╭─ SUPPLIED RECORDS

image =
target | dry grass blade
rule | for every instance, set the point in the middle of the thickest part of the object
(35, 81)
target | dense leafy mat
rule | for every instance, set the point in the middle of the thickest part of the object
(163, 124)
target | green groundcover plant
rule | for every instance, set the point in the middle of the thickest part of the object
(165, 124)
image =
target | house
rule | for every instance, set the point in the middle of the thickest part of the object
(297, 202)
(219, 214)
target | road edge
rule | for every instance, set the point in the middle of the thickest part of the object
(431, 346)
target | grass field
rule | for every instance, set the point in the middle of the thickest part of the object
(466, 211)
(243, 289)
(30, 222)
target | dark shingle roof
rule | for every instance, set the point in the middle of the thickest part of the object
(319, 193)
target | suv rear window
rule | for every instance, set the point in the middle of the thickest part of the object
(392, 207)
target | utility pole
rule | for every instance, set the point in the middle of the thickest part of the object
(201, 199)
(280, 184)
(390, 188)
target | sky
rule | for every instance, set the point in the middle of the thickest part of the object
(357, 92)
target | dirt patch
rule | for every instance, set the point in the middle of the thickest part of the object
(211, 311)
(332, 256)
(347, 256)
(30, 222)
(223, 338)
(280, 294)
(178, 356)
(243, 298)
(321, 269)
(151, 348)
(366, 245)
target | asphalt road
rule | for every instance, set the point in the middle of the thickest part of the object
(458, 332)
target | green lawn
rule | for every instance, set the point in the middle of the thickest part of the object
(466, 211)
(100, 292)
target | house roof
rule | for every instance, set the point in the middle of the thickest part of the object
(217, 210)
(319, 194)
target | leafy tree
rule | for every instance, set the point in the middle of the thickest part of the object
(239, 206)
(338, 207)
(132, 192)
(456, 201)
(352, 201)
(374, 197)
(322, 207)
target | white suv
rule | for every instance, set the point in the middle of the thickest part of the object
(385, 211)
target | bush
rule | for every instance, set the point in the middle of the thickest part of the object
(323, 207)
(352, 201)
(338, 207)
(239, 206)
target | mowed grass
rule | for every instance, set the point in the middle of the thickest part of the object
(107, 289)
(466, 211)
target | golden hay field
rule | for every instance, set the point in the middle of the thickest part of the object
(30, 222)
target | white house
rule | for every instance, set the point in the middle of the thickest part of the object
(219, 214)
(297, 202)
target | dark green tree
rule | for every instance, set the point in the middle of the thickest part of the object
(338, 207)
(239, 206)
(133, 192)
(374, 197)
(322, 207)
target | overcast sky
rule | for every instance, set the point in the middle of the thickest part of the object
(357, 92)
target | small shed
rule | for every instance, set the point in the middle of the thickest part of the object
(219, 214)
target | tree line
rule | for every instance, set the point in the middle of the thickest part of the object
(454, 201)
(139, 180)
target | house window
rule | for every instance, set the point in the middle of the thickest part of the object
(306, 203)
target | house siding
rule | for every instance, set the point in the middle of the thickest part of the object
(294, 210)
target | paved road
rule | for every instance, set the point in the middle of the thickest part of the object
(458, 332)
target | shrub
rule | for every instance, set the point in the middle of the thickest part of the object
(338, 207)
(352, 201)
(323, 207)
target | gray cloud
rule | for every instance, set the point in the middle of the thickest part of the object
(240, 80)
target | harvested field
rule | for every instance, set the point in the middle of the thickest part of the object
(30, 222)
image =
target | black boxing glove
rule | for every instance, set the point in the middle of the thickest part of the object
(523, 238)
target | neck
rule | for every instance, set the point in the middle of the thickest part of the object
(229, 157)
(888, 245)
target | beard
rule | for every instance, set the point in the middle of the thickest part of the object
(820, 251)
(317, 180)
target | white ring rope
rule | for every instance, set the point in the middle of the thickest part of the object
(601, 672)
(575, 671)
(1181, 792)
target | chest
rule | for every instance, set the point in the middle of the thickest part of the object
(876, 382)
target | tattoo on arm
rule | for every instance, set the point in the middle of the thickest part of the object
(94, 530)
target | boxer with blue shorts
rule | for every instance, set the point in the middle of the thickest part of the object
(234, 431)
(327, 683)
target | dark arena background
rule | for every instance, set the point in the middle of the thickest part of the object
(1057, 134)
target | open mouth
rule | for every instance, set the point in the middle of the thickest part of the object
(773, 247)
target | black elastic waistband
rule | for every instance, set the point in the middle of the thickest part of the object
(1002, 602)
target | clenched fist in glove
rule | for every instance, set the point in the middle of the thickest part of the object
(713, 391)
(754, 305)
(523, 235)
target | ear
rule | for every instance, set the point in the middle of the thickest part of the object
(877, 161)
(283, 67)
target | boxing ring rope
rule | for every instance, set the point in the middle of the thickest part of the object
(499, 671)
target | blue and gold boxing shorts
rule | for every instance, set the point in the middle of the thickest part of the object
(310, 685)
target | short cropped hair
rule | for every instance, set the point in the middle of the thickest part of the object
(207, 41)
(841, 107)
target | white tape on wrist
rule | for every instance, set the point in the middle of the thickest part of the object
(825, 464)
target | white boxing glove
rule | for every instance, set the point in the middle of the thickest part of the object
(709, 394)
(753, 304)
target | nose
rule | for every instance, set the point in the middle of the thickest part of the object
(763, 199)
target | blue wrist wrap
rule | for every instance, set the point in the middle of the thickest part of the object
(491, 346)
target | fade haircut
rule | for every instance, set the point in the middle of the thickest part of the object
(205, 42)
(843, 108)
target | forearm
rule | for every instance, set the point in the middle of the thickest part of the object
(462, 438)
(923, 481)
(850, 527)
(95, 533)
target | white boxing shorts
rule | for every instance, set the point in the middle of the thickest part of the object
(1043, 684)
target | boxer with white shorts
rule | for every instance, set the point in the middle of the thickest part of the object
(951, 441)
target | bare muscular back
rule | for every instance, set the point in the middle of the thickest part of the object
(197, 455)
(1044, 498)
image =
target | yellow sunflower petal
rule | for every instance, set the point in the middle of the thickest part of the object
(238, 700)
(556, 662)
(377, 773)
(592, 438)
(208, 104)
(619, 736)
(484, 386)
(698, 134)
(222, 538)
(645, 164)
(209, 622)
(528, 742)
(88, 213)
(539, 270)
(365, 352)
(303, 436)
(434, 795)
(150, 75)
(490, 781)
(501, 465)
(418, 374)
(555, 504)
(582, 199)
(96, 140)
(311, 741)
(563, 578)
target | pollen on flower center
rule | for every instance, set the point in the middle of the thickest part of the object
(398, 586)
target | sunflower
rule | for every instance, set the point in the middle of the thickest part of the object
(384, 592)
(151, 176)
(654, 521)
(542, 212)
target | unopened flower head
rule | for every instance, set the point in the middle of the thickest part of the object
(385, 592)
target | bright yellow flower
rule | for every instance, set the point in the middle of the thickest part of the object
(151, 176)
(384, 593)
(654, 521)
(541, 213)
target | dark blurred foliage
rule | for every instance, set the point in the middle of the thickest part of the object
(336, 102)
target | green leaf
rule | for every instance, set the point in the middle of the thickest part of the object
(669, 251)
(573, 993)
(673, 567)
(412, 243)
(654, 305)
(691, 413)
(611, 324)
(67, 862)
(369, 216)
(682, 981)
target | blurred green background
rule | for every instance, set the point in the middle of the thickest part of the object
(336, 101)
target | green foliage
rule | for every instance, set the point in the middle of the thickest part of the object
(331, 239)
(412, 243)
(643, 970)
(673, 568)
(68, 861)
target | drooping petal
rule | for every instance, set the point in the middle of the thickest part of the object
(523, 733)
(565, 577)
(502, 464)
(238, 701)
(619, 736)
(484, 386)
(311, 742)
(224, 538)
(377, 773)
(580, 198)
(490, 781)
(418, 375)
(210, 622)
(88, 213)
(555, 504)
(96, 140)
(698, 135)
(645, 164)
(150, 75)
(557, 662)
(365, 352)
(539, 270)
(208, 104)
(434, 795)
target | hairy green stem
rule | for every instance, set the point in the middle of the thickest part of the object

╰─

REQUIRED WORK: Copy, word for word, the lines of the entries above, from the line holding "target | beard" through the line holding "(1181, 792)", both lines included.

EXERCISE SOLUTION:
target | beard
rule | for every instance, set the point in the middle of the thickest part of the object
(820, 251)
(317, 180)
target | white ring rope
rule | for every instance, set the point in the middle of the thickest part of the object
(601, 672)
(575, 671)
(1181, 792)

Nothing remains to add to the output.